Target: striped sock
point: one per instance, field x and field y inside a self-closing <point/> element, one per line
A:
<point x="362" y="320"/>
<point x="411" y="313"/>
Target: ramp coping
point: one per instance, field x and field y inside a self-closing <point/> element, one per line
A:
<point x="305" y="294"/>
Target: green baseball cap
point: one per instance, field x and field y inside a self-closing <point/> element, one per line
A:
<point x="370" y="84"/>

--*--

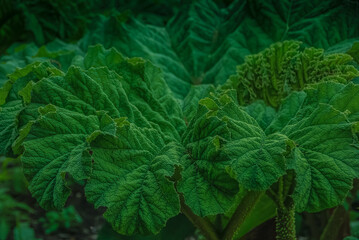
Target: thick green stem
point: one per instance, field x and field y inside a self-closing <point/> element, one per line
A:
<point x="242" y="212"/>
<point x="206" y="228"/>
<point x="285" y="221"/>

--*--

Which of the lines above include the word "green"? List those lines.

Target: green baseball cap
Target: thick green stem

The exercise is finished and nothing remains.